> Problem details: Begin at the line that contains "For the benchmark, mark every instance of the drain grate" and continue through the last of the rows, writing those lines out again with "thickest" swapped for "widest" and nothing else changed.
================
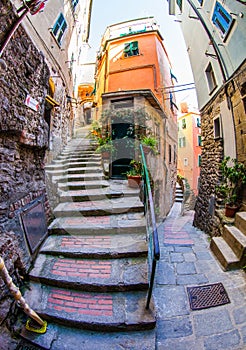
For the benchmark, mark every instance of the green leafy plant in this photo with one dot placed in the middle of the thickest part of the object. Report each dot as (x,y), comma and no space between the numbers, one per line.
(233,180)
(136,168)
(151,142)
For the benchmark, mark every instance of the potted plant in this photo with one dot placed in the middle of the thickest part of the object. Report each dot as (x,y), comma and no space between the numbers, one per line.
(233,180)
(106,149)
(134,175)
(149,143)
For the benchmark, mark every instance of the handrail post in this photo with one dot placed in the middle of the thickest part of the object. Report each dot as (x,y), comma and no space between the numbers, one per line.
(14,290)
(156,249)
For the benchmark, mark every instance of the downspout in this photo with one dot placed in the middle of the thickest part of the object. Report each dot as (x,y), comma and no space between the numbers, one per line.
(222,66)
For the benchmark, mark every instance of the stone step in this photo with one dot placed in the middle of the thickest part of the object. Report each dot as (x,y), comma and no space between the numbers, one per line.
(100,207)
(240,221)
(75,170)
(57,335)
(78,177)
(97,275)
(67,165)
(82,185)
(95,194)
(96,246)
(224,253)
(235,239)
(77,160)
(88,310)
(128,223)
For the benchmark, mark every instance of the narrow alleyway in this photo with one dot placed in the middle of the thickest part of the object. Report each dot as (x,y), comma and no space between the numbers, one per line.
(186,261)
(90,278)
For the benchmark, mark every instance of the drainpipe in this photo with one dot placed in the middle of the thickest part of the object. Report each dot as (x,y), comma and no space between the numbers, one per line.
(32,6)
(14,290)
(221,63)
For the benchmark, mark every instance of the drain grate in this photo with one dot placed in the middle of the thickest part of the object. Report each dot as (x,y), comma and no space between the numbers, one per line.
(203,297)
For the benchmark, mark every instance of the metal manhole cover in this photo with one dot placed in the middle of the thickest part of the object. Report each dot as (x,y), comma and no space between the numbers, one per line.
(202,297)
================
> Reply to the task:
For the benchmark, mark every instance of the drain grate in this photo with one dot placed in the middle of the widest part of the object. Report each dot as (x,y), comma and no space between the numbers, one per line.
(203,297)
For the benchmark, mark every instance of the metal manhole cover in this photo with one dot placed in the middle of the widest part of the object. Report each dot as (x,y), comma and no space between the numbers, one per line.
(202,297)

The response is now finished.